GIVEN PASSAGE |
********************

OPES does this by approaching the problem indirectly, starting with an exercise about the learner. Through this we tease out what we know, what we think we know, what we ought to know and what we will never know about the learner. This conversation creates uncertainty and deliberately obscures WHAT and HOW to focus on VALUE and VALUES. This is not learner as a customer with a fixed set of attributes, but learning as a state of becoming, with the focus on the transformations the learner and the provider need to undergo to achieve those VALUES. The tools themselves are not important, the OEPS workshops tend to draw heavily on approaches from Soft Systems (e.g. Armson 2011; Bell & Morse 2012) to understand and tease out visible and hidden assumptions. Often employing tried and tested techniques from other learning designers like storyboarding as well. Personally I have a particular fondness for spatialising and map making, asking people to walk in the footsteps of learners and make a map. I find this useful later when it comes to evaluation of use. The tools do not matter. For OEPS the important thing is to create a space for a conversation about what it is you want the learning materials to enable [VALUE], and how this fits within a broader organisational and social context [VALUES].

********************

EXERCISE |
Carry on the passage about designing learning materials around the learner, beginning right after its final sentence.

********************

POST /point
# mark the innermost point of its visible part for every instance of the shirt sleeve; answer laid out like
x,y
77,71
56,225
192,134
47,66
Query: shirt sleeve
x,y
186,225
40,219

********************

OUTPUT |
Exploring Production Practices
It is easy to forget production; production can seem neutral, with the main questions about the technical affordances of the tools; or in relation to OER how well they support the 5R’s. As a social constructivist I think learning takes place when the learner “gets to work”, with the value of education constituted through the interactions, and for me these are socio-material/technical (Fenwick et.al 2011). While we often attend to the way knowing is constituted in learning, we often fail to interrogate what knowing in practice means for the production of learning materials. This case study, following on from the design case study, explores the questions our focus partnership, design and use have surfaced about production practices at Open University.
A Team Game
The Open University (OU) model of course development has always involved a process where the product is not simply a plan on paper delivered in the classroom. Nor is it the preserve of a solitary academic, or of groups of academics. It has always involved teams of media professionals, of technical experts drawn from diverse fields, from print, from radio, from TV. As Lane (2012) noted in his review of OER, the OU was uniquely placed to move into media rich, free open online learning as its existing production model was based on multi-disciplinary teams. This approach is not unique to the OU; many other Open and Distance Learning (ODL) providers have worked in this way, as do increasing numbers of campus providers as learning moves online.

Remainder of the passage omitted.